# To do
**a.** In the essay on history for business leaders, rewrite the part that opens with the words containing "Many of us were" and closes with "expect the unexpected.", changing "quarterly earnings" to "annual forecasts".
**b.** For each statement about the essay on history for business leaders, answer yes or no and quote the words that decide it: (i) The writer was taking a break from law school to attend the Harvard Kennedy School. (ii) The Applied History course looked at the decisions leading up to the Cuban Missile Crisis. (iii) A classmate defended Neville Chamberlain's appeasement of Hitler.
**c.** Continue the essay on history for business leaders from where it stops.
Page text: Begin
Two rows up, a teenage history major was arguing with a career intelligence officer about the origins of World War I. I was taking a break from business school to attend the Harvard Kennedy School of Government, and one week in, I was starting to wonder what the point was. After all, the name Franz Ferdinand doesn’t come up much in corporate boardrooms. Over the course of the semester, however, as we dissected the most pivotal foreign policy decisions of the last 100 years, a very different thought emerged: If only my MBA classmates were here too.

I now believe that there is no subject more important for business leaders to study than history.

Many of us were taught that studying history is about memorizing dates and facts, but that’s like saying studying math is about memorizing equations. What matters is how you use them. Mike Tyson once said that everyone has a plan until they get punched in the mouth. Business leaders are getting punched in the mouth every day in the form of competitive threats, customer demands, and quarterly earnings. How, in the face of this flurry, can they stick to the plan? How can they put their experience into perspective?

History can help. It offers an analytical tool for decision-making, a mindset for navigating a complex world, and a reminder to always expect the unexpected.

Leaders can draw on lessons from the past to address today’s problems. In Applied History for Decision-Makers, the course mentioned above, we analyzed the decisions leading up to events like the Cuban Missile Crisis and the invasions of Iraq and Afghanistan. In each case we sought to understand what information was available to the decision-makers at the time; what alternatives they considered; and whether, without the aid of hindsight, they made the “right” decision. Each time, the conventional understanding was shown to be a gross oversimplification. No one was surprised, for example, when a classmate defended Neville Chamberlain’s notorious appeasement of Hitler before World War II, a decision now regarded as a catastrophic mistake. Understanding the complexity of the situation helps us empathize with Chamberlain’s decision; knowing its consequences makes us less likely to repeat his mistake. Other historical cases offered lessons for contemporary issues ranging from climate to cybersecurity to US-China relations.

Studying history helps us escape the tyranny of the present. It reveals patterns across time that make current challenges more comprehensible and the future less unpredictable. A historically-minded business leader sees echoes of the past in the headlines of today. War in Ukraine, emerging technologies like blockchain and artificial intelligence, black clouds like inflation and supply chain issues, and the day-to-day volatility of global financial markets — these things may present serious challenges to business, but they are not unprecedented. Tech leaders and investors can find clues about the current downturn by understanding how previous ones unfolded. In doing so, they can avoid overreactions and chart a prudent path forward.
Page text: End
Supplied data: Begin
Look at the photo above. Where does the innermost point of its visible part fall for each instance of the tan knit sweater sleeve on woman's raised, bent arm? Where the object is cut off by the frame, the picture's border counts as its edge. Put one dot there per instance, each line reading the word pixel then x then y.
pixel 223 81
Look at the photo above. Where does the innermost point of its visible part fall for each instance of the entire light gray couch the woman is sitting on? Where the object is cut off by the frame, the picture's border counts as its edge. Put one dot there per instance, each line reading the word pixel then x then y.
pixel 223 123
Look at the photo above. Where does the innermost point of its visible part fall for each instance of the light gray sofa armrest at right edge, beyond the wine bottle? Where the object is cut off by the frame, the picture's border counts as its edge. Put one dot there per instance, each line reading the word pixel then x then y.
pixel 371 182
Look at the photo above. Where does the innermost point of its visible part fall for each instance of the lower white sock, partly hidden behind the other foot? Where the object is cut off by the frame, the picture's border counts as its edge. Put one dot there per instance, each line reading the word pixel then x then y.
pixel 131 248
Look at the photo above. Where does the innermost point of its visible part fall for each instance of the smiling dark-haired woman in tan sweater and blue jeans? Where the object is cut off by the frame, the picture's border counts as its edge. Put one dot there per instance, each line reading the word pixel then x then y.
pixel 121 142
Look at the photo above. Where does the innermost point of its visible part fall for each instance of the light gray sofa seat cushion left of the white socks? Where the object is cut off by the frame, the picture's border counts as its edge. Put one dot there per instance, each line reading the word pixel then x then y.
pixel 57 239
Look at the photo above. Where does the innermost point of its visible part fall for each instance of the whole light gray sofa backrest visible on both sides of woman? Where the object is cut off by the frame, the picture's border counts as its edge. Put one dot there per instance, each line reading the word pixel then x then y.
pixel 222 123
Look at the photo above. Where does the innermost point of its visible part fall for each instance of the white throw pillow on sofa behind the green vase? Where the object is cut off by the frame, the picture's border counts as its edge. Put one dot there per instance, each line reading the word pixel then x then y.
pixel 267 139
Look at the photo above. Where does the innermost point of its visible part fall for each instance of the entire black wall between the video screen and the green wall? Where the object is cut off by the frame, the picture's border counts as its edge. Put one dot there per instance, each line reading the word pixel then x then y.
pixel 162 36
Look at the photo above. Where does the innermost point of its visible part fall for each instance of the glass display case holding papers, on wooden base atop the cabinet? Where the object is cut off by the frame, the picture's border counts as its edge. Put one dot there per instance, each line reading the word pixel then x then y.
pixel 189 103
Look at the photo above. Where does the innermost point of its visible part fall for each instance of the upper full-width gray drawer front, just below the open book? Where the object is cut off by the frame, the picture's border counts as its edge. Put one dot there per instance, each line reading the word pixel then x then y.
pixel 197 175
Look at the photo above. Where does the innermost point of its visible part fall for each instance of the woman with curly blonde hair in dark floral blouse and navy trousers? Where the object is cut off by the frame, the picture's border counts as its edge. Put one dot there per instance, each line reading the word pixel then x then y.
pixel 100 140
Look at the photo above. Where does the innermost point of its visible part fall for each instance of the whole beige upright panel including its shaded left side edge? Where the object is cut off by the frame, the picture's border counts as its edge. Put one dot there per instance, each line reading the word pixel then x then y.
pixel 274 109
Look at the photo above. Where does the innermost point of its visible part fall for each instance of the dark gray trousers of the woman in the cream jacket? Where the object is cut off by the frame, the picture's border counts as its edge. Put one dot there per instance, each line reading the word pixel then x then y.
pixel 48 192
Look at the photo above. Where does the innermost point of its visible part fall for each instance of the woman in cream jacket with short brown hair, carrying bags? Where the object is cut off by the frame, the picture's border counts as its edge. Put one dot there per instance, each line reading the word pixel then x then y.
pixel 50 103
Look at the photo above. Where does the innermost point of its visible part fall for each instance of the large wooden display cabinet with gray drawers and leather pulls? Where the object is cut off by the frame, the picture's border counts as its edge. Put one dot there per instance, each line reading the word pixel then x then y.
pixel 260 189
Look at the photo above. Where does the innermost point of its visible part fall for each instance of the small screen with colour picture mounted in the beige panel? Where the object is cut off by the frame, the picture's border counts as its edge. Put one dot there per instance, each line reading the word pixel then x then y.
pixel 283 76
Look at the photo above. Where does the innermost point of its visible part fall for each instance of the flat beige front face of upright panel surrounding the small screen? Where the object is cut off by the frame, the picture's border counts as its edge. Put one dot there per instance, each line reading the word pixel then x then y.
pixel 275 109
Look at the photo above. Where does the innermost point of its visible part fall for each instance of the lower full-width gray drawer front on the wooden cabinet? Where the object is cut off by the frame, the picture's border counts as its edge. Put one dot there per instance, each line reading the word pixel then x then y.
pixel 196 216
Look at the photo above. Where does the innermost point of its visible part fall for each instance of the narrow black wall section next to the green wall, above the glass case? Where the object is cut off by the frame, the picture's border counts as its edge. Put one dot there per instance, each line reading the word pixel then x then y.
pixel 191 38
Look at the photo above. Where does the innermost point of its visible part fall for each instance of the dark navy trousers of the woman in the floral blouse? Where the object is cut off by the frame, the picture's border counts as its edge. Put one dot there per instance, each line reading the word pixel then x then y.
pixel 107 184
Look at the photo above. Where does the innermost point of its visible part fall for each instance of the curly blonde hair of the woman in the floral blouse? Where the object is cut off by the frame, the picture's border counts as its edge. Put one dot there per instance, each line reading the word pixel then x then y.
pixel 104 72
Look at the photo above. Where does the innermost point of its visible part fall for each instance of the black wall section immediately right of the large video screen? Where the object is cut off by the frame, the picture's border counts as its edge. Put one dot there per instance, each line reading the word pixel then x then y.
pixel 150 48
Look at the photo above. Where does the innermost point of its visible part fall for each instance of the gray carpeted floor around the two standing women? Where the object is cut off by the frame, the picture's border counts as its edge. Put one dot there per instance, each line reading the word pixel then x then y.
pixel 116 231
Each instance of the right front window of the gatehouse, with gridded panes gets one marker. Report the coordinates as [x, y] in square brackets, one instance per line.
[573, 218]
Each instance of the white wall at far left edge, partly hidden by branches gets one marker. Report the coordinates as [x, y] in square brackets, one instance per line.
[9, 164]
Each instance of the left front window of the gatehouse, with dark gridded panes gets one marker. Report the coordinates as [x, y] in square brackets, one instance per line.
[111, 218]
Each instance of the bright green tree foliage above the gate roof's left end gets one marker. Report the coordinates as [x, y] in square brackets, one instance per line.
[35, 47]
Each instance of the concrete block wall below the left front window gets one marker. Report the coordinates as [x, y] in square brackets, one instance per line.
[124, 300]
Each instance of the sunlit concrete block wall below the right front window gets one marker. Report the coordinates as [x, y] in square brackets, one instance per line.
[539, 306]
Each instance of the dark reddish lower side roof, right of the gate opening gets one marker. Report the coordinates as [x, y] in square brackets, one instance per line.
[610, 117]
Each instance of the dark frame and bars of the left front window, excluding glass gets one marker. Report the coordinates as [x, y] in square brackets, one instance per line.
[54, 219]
Supplied data: End
# Answers below
**a.**
Many of us were taught that studying history is about memorizing dates and facts, but that’s like saying studying math is about memorizing equations. What matters is how you use them. Mike Tyson once said that everyone has a plan until they get punched in the mouth. Business leaders are getting punched in the mouth every day in the form of competitive threats, customer demands, and annual forecasts. How, in the face of this flurry, can they stick to the plan? How can they put their experience into perspective?

History can help. It offers an analytical tool for decision-making, a mindset for navigating a complex world, and a reminder to always expect the unexpected.

**b.**
(i) No: "I was taking a break from business school to attend the Harvard Kennedy School of Government"
(ii) Yes: "we analyzed the decisions leading up to events like the Cuban Missile Crisis"
(iii) Yes: "a classmate defended Neville Chamberlain’s notorious appeasement of Hitler before World War II"

**c.**
Finally, history teaches humility. Familiarity with past economic crises, natural disasters, and technological disruptions helps a leader remain cautious when times are good and to anticipate “black swan” events that are exceedingly unlikely and yet happen over and over again in history. The past reminds us to never take our position for granted, littered as it is with the carcasses of corporate giants — GE, Kodak, Blockbuster, Myspace — that believed that what made them successful before would continue to do so in the future.

The business world is historically illiterate, a problem that its leaders and the MBA programs that produce them have an obligation to fix.

Business leaders are obsessed with finding new tools to improve decision-making, from data analytics to silent meditation retreats. Why, then, do they so rarely turn to history?

First, they aren’t taught it. Business leaders disproportionately come from backgrounds in business and STEM subjects — in 2019, 36 of the CEOs of Fortune 50 companies studied these degrees in university — and likely haven’t taken a history class since high school.

Second, a business world fixated on innovation sees little value in looking to the past. Silicon Valley tells us that the answers to all that ails us lie in the future. “Move fast and break things” tells us that patience and reflection, virtues of the historical mind, are a death sentence.

Finally, if leaders do value history, they aren’t incentivized to use it. Quarterly earnings reports encourage short-term thinking at the expense of sustainable, long-term strategies, even though the latter is linked with higher performance and profits over time.

These forces have produced a business world that is historically illiterate, a problem that its leaders and the MBA programs that produce them have an obligation to fix. How can they get started?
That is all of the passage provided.